◆ PASSAGE SHOWN
-- begin --

Depending on your background, this may or may not seem a little confusing. Either way, see the examples in the rest of this chapter, which show that once calculated, the sensitivity indices are fairly intuitive.

14.4 Sensitivity in COINr

To run a sensitivity analysis in COINr, the function of interest is sensitivity(). We must follow the steps outlined above, so first, you should have a nominal composite indicator constructed up to and including the aggregation step. Here, we use our old friend the ASEM index.

library(COINr6)
# build ASEM index
ASEM <- build_ASEM()
## -----------------
## Denominators detected - stored in .$Input$Denominators
## -----------------
## -----------------
## Indicator codes cross-checked and OK.
## -----------------
## Number of indicators = 49
## Number of units = 51
## Number of aggregation levels = 3 above indicator level.
## -----------------
## Aggregation level 1 with 8 aggregate groups: Physical, ConEcFin, Political, Instit, P2P, Environ, Social, SusEcFin
## Cross-check between metadata and framework = OK.
## Aggregation level 2 with 2 aggregate groups: Conn, Sust
## Cross-check between metadata and framework = OK.
## Aggregation level 3 with 1 aggregate groups: Index
## Cross-check between metadata and framework = OK.
## -----------------
## Missing data points detected = 65
## Missing data points imputed = 65, using method = indgroup_mean

14.4.1 General specifications

Next, we have to decide which parameters to treat as uncertain. Here, we will consider three things:

The imputation method
The normalisation method
The weights

These are chosen as a limited set to keep things relatively simple, and because imputation is always a significant uncertainty (we are basically guessing data points). We will also consider a couple of alternative normalisation methods. Finally, we will randomly perturb the weights.

For the distributions (i.e. the plausible alternatives), we will consider the following:

Imputation using either indicator group mean, indicator mean, or no imputation
Normalisation using either min-max, rank, or distance to maximum
Perturb pillar and sub index weights by +/-25%

Finally, we will consider the index as the target.

Let’s enter these specifications. The most complex part is specifying the SA_specs argument of the sensitivity() function, which specifies which parameters to vary and which alternative values to use. To explain how this works, the easiest way is to construct the specifications for our example.

# define noise to be applied to weights
nspecs <- data.frame(AgLevel = c(2,3), NoiseFactor = c(0.25,0.25))

# create list specifying assumptions to vary and alternatives
SAspecs <- list(
  impute = list(imtype = c("indgroup_mean", "ind_mean", "none")),
  normalise = list(ntype = c("minmax", "rank", "dist2max")),
  weights = list(NoiseSpecs = nspecs, Nominal = "Original")

-- end --

◆ SUPPLIED ENTRIES
-- begin --

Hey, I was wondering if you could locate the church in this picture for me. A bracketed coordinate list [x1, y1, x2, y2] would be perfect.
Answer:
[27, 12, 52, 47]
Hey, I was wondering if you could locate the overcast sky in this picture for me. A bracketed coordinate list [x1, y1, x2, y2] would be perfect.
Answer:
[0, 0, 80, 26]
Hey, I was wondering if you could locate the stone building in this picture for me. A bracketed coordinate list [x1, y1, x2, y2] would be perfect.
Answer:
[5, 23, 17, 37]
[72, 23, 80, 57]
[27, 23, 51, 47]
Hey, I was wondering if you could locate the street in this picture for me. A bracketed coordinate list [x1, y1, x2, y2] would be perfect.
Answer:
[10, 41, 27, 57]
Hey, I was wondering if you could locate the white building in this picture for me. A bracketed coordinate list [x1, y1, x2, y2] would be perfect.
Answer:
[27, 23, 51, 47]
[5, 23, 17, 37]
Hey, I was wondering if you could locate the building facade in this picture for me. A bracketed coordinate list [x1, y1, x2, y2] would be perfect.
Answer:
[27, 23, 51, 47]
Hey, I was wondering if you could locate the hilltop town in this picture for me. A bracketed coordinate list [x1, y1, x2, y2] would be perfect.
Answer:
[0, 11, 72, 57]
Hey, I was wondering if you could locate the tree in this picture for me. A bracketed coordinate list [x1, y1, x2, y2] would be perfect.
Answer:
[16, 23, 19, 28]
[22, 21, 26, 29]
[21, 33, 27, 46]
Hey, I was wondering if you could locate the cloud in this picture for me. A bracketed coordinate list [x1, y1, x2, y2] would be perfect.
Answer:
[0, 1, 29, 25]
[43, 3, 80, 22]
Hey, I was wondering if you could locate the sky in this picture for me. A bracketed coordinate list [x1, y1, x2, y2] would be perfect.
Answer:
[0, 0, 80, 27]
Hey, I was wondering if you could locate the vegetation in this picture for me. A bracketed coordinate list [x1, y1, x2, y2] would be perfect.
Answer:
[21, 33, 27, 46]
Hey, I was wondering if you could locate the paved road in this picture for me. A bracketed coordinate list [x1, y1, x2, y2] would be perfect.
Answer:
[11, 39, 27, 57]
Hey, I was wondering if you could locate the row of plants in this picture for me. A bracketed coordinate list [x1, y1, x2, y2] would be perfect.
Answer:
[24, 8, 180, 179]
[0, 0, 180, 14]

-- end --

◆ GIVEN INSTRUCTION
Reproduce word for word the portion of the COINr sensitivity text between "To run a sensitivity" and "library(COINr6)", inclusive.

◆ TASK ANSWER
To run a sensitivity analysis in COINr, the function of interest is sensitivity(). We must follow the steps outlined above, so first, you should have a nominal composite indicator constructed up to and including the aggregation step. Here, we use our old friend the ASEM index.

library(COINr6)